__Exercise__
Show each line of the data below in which "woman" occurs.

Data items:
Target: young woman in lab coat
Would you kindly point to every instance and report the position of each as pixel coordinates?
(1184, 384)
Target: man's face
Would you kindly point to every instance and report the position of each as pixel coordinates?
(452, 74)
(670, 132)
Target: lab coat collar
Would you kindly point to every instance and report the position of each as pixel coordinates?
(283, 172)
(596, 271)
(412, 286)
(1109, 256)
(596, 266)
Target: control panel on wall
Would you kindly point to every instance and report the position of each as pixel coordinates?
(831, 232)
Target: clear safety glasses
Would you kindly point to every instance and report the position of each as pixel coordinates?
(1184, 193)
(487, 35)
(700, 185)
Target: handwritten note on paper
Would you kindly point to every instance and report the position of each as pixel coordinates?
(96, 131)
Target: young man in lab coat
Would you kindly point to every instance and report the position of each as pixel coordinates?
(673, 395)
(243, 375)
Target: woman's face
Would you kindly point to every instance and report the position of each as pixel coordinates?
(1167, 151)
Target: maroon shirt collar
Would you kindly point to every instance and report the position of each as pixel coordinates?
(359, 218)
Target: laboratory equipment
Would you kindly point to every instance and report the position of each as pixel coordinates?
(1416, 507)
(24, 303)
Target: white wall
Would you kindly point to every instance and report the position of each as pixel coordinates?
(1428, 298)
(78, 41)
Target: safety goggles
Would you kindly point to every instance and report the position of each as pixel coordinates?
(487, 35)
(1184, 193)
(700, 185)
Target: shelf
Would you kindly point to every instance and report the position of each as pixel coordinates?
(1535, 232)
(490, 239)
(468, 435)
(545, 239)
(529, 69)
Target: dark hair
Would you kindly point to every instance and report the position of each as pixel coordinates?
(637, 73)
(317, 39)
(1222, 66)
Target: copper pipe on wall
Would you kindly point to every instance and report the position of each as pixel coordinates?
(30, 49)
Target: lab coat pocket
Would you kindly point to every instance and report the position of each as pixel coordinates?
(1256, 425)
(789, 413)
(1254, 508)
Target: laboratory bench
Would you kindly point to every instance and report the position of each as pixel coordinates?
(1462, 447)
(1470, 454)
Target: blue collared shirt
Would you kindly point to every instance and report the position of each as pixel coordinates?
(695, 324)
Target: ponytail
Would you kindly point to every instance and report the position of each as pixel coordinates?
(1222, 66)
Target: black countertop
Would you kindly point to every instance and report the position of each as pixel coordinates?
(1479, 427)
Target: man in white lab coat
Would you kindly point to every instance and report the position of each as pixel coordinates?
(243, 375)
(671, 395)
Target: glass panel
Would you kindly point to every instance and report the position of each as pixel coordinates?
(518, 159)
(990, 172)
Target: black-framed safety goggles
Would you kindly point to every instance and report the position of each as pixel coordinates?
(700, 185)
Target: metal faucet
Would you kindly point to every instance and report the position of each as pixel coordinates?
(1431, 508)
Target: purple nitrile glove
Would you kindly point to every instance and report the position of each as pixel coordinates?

__Completed exercise__
Target: young woman in lab coat
Target: woman's face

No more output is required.